--- Excerpted passage ---
There is a lot of background knowledge about Chilean history that I have picked up in my classes and just by living here, and so that combined with the language barrier made me into a sort of interpreter for Brandon.  We were visiting Neruda’s house because he was not just a poet, he was an activist and politician whose life was tied closely to the history of the country and whose death followed less than a month after the coup.  We learned that his funeral turned into the first protest against the new regime, and we learned more about the Winnipeg, a boat in which Neruda helped transport 2,200 Spanish refugees from France to Valparaíso.

Neruda was communist, but regardless of one’s political leaning, his outlook on poetry as an “act of peace” can inspire us all.  Poetry, and other forms of art, are dangerous to dictators and are frequently the first things to be suppressed, censored, and burned.  Especially during the first part of Pinochet’s dictatorship, the country saw the assassination, kidnapping, and exile of some of its most famous artists and musicians.  Discussions of art and politics are frequently inseparable.  To me, this is an expression of the importance of artists, whether or not their work is political.  We should never take our artists for granted, nor our own ability and freedom to create art.
--- Data shown ---
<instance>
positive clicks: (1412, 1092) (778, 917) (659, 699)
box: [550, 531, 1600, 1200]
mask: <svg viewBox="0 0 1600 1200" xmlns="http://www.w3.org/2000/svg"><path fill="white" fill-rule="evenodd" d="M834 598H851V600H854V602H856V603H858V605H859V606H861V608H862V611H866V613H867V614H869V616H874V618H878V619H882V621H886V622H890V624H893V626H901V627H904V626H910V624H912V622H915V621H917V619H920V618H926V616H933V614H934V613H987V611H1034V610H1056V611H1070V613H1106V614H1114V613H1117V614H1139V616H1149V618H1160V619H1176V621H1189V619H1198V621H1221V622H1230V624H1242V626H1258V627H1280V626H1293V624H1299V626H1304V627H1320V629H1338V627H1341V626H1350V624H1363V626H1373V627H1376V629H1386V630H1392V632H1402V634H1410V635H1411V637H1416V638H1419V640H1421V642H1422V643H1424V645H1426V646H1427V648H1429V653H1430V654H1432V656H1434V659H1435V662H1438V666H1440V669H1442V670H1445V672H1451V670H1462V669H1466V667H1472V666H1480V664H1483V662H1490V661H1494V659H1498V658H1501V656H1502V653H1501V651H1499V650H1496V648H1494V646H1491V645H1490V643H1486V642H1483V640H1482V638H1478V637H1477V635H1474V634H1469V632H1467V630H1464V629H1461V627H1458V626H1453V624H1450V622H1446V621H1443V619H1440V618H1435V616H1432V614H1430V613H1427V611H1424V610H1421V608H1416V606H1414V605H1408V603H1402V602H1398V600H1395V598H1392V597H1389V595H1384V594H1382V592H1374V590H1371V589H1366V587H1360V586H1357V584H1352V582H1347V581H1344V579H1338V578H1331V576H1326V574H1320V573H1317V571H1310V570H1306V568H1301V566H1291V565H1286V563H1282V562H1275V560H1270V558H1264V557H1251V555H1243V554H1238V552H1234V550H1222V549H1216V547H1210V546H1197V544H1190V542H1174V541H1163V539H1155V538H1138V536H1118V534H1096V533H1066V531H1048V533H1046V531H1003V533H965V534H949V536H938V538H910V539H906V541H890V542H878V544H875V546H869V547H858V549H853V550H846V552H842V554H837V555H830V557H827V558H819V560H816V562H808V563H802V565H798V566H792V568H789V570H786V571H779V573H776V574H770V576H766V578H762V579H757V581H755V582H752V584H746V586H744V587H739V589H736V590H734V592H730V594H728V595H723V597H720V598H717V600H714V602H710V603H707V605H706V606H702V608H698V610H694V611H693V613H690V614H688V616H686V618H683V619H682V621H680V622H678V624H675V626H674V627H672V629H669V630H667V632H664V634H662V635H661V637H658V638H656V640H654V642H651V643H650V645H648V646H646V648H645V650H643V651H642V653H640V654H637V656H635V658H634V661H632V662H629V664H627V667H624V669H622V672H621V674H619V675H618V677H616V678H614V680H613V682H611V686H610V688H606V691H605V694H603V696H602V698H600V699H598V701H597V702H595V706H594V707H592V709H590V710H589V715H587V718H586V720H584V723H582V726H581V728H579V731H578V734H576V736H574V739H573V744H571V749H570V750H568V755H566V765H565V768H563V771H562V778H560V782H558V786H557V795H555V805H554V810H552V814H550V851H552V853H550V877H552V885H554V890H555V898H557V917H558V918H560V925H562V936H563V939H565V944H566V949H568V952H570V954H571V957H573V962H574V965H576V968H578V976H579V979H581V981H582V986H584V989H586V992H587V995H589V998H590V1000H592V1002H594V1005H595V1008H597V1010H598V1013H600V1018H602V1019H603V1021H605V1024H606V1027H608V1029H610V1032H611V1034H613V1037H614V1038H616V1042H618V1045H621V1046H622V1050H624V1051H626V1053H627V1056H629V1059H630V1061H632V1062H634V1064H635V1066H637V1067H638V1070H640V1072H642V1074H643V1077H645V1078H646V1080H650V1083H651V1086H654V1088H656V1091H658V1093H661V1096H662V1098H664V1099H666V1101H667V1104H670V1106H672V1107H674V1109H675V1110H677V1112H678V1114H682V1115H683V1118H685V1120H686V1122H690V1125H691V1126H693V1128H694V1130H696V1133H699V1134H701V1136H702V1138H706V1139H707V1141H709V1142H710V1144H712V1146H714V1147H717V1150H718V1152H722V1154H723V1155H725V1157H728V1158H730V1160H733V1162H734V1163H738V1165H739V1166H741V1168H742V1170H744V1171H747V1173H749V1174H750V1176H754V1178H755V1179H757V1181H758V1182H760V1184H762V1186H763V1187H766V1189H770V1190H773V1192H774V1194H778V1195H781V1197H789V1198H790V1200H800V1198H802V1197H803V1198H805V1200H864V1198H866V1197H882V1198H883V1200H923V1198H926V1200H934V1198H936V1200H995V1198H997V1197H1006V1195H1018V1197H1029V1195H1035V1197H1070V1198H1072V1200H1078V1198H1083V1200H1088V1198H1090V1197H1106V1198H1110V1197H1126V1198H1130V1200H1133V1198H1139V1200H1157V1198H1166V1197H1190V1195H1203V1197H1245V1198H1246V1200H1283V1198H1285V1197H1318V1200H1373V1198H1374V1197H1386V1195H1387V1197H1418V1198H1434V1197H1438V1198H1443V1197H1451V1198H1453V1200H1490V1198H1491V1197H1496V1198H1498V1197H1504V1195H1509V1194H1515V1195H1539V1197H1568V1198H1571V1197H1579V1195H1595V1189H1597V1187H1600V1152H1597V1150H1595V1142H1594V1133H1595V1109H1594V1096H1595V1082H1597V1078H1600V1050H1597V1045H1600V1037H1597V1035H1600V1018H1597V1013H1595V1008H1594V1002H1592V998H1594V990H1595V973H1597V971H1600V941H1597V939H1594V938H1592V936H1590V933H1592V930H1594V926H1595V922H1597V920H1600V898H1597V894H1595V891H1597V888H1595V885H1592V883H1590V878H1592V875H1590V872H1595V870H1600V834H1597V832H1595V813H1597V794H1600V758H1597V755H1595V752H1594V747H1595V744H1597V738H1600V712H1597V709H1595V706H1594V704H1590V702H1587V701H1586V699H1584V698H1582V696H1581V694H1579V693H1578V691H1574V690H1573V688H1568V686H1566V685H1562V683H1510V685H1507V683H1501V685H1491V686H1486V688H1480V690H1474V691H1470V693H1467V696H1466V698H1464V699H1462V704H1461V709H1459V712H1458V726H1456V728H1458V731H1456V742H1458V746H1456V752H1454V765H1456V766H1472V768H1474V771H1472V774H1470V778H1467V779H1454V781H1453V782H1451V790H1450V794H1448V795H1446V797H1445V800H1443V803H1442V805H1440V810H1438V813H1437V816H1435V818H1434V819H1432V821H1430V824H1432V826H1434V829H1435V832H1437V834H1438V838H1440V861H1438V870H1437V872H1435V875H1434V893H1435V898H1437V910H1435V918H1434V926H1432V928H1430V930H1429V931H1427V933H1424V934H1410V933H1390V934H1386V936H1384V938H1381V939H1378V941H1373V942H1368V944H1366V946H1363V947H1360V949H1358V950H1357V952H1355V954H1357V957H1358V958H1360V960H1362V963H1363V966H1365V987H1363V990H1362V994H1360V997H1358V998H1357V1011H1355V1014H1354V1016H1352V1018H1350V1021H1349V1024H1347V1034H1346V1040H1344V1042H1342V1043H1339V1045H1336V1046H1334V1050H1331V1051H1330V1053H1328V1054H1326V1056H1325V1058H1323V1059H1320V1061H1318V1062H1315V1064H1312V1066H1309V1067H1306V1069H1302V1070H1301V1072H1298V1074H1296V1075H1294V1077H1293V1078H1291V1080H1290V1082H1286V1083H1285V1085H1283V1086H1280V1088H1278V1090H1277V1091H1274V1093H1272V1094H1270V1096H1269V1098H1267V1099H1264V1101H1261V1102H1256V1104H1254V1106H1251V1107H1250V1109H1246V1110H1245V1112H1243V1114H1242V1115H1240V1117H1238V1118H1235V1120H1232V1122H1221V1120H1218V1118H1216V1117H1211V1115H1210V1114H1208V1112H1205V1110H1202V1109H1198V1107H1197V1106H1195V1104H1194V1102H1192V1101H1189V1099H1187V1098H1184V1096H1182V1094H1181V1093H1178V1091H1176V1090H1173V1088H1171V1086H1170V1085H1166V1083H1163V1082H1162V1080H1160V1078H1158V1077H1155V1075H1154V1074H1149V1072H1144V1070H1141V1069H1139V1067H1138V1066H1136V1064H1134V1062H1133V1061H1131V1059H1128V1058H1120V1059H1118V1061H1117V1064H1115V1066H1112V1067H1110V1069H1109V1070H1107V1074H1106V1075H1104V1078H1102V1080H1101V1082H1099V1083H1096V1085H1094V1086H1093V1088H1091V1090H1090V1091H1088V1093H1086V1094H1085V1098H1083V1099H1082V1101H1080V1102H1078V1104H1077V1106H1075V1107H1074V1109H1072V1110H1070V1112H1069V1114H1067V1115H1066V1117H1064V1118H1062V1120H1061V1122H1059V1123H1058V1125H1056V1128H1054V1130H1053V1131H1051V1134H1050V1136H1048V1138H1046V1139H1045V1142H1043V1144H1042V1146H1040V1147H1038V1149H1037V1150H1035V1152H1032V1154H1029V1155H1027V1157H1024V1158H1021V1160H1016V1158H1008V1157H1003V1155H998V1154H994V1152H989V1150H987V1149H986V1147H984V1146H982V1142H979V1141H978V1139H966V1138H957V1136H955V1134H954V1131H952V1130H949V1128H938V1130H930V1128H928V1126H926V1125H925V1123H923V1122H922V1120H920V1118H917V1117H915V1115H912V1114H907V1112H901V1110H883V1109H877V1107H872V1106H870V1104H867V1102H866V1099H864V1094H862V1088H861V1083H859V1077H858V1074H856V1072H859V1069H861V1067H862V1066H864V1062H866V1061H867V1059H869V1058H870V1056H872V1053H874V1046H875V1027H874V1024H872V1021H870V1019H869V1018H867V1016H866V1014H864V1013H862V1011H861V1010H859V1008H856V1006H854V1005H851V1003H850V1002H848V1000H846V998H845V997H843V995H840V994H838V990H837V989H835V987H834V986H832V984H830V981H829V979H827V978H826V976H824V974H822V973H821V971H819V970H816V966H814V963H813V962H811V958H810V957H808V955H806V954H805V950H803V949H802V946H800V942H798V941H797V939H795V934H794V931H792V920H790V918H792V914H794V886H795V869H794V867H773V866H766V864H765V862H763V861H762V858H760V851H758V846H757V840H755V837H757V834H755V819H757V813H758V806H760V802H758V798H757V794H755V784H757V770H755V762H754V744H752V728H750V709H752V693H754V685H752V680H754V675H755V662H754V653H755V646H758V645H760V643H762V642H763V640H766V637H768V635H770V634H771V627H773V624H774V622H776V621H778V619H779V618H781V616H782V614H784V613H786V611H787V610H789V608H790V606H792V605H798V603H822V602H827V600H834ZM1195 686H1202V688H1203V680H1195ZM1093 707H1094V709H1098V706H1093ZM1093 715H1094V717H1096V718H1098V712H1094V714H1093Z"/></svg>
---
* **Required work**:
Could you reproduce the passage above about visiting Neruda's house, word for word and in full?

* **Reply to the task**:
There is a lot of background knowledge about Chilean history that I have picked up in my classes and just by living here, and so that combined with the language barrier made me into a sort of interpreter for Brandon.  We were visiting Neruda’s house because he was not just a poet, he was an activist and politician whose life was tied closely to the history of the country and whose death followed less than a month after the coup.  We learned that his funeral turned into the first protest against the new regime, and we learned more about the Winnipeg, a boat in which Neruda helped transport 2,200 Spanish refugees from France to Valparaíso.

Neruda was communist, but regardless of one’s political leaning, his outlook on poetry as an “act of peace” can inspire us all.  Poetry, and other forms of art, are dangerous to dictators and are frequently the first things to be suppressed, censored, and burned.  Especially during the first part of Pinochet’s dictatorship, the country saw the assassination, kidnapping, and exile of some of its most famous artists and musicians.  Discussions of art and politics are frequently inseparable.  To me, this is an expression of the importance of artists, whether or not their work is political.  We should never take our artists for granted, nor our own ability and freedom to create art.